━━━ DATA PROVIDED ━━━

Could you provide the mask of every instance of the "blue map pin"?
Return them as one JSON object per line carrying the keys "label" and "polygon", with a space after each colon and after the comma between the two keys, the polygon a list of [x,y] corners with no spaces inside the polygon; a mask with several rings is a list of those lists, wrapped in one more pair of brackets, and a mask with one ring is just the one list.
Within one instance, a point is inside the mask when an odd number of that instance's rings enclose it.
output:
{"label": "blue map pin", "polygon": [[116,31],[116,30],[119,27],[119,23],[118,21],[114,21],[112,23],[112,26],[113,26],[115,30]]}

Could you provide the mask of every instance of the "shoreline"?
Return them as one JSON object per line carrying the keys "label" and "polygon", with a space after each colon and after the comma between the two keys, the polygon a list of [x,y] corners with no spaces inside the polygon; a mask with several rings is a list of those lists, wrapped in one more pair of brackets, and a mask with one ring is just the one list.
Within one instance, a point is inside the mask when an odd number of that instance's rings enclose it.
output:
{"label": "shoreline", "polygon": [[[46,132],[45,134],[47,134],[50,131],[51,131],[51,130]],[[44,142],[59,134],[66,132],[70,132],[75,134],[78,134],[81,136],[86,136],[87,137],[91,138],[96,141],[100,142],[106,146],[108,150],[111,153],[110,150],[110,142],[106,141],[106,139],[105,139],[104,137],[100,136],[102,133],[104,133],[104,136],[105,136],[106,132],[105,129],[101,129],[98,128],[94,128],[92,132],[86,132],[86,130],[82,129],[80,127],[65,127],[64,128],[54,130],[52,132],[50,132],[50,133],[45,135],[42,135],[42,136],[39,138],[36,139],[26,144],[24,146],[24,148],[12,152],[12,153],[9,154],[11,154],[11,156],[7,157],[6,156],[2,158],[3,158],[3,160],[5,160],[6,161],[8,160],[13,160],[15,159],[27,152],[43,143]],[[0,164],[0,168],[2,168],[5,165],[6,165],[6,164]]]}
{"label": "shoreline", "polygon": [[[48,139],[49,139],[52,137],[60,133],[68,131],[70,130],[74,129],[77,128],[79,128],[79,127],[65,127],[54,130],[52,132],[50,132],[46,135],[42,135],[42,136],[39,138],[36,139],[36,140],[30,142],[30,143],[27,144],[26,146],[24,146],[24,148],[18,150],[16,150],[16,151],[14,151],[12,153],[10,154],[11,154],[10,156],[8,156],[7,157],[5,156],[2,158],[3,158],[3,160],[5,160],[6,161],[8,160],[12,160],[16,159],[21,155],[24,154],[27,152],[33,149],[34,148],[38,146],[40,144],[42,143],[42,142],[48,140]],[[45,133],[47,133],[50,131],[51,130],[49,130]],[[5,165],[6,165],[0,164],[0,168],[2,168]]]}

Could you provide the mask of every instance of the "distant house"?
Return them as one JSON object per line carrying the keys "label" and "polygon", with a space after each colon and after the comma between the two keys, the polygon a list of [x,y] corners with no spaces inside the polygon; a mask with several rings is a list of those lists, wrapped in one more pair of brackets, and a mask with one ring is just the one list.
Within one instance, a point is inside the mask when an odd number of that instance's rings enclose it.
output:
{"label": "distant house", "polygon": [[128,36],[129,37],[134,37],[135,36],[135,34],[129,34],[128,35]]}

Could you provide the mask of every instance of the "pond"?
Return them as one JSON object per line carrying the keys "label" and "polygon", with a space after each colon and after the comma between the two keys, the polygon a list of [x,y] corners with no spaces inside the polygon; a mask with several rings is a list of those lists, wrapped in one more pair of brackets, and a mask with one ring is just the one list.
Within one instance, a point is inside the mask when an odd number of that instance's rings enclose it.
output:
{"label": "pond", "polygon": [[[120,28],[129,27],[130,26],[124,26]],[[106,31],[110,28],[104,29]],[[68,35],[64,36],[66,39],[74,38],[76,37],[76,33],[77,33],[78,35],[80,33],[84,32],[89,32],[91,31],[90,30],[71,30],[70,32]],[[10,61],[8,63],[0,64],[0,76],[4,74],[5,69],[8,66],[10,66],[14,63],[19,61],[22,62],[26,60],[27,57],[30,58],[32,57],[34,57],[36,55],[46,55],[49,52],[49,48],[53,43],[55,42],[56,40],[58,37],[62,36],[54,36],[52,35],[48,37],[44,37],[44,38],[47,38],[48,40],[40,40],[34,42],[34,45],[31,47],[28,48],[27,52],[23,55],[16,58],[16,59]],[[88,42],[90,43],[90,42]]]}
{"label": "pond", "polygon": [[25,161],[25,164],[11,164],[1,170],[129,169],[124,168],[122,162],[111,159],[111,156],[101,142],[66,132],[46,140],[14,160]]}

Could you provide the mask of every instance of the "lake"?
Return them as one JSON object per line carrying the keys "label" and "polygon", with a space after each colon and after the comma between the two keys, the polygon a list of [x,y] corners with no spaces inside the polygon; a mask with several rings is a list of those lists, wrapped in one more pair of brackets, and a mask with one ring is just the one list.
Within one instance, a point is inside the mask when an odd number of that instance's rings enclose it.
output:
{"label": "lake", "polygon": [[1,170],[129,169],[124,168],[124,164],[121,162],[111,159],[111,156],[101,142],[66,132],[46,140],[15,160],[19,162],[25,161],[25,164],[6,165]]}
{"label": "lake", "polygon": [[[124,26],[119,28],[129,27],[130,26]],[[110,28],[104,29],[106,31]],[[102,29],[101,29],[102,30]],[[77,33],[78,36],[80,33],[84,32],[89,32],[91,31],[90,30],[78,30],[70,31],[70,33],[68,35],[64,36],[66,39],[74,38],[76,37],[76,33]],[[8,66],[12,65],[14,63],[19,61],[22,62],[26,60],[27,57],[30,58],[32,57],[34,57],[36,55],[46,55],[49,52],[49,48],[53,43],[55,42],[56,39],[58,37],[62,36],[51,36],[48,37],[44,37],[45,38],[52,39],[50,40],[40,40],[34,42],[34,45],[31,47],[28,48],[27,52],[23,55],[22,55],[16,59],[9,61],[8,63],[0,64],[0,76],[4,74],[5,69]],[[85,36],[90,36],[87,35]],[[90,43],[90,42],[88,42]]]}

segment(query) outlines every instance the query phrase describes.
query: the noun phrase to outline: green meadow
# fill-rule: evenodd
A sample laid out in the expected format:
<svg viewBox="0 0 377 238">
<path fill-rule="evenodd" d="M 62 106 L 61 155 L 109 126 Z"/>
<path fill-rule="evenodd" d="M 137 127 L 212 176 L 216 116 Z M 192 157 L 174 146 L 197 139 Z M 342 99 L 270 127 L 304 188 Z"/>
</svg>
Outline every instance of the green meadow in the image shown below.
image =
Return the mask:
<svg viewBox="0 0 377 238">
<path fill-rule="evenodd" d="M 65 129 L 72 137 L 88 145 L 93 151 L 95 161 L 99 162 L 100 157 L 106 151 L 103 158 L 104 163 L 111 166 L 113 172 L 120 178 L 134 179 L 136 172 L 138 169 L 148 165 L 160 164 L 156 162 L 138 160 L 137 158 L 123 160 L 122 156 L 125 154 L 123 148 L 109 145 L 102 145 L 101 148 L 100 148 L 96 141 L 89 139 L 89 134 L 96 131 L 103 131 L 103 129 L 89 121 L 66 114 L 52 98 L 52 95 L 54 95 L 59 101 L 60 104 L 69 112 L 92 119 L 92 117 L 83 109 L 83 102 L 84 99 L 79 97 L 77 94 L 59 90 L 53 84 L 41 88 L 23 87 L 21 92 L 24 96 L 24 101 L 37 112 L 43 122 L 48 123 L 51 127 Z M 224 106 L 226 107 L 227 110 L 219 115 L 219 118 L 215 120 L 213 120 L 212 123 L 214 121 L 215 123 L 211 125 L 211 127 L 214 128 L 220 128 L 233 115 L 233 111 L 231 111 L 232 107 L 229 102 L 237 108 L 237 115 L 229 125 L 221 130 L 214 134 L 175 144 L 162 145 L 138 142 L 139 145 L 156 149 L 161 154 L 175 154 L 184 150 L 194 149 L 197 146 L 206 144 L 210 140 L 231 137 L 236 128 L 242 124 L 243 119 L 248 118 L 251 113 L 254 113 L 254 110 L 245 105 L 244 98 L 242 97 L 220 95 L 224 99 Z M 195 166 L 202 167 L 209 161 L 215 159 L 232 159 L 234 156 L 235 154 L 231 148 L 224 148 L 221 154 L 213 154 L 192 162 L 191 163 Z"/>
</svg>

━━━

Resize everything from the line containing "segment(query) outlines every" down to the end of the data by repeating those lines in full, with every number in the answers, including the viewBox values and the path coordinates, multiplied by 0.45 and rounded to whole numbers (halves round up). Leave the requests and their format sample as they are.

segment(query) outlines every instance the query phrase describes.
query: the noun phrase to outline: green meadow
# fill-rule: evenodd
A sample laid out in the expected format:
<svg viewBox="0 0 377 238">
<path fill-rule="evenodd" d="M 62 106 L 61 155 L 109 126 Z"/>
<path fill-rule="evenodd" d="M 137 127 L 212 176 L 216 116 Z M 192 157 L 174 146 L 197 139 Z M 342 99 L 270 127 L 304 188 Z"/>
</svg>
Outline every instance of the green meadow in the image shown below.
image =
Return the mask:
<svg viewBox="0 0 170 107">
<path fill-rule="evenodd" d="M 29 58 L 32 62 L 40 65 L 42 68 L 43 72 L 45 73 L 45 71 L 48 68 L 46 71 L 47 73 L 50 75 L 51 77 L 54 80 L 60 81 L 61 77 L 62 76 L 67 74 L 72 74 L 70 73 L 62 72 L 62 71 L 55 72 L 55 70 L 56 69 L 55 67 L 49 65 L 46 65 L 45 67 L 45 67 L 43 63 L 40 63 L 40 60 L 43 59 L 46 59 L 46 58 L 40 54 L 30 51 L 23 44 L 23 43 L 24 43 L 27 45 L 27 47 L 31 50 L 41 54 L 41 53 L 37 49 L 37 46 L 38 45 L 36 44 L 35 42 L 27 41 L 24 38 L 18 40 L 10 39 L 9 41 L 11 43 L 11 45 L 17 50 L 19 55 L 22 55 L 23 57 Z M 101 48 L 102 48 L 102 50 L 99 52 L 99 53 L 97 54 L 96 54 L 95 55 L 96 54 L 97 55 L 95 56 L 95 57 L 96 58 L 99 58 L 105 52 L 105 50 L 104 50 L 104 48 L 103 46 L 107 49 L 107 52 L 103 56 L 99 59 L 96 60 L 79 65 L 73 65 L 62 64 L 63 65 L 70 67 L 72 69 L 79 69 L 83 68 L 87 67 L 89 66 L 93 65 L 95 63 L 104 62 L 106 58 L 109 56 L 109 54 L 112 53 L 113 51 L 114 51 L 114 50 L 110 47 L 110 44 L 109 44 L 99 43 L 101 45 Z M 88 75 L 91 75 L 94 72 L 97 72 L 104 72 L 105 70 L 106 69 L 104 67 L 101 67 L 99 69 L 96 69 L 86 73 L 86 73 Z"/>
</svg>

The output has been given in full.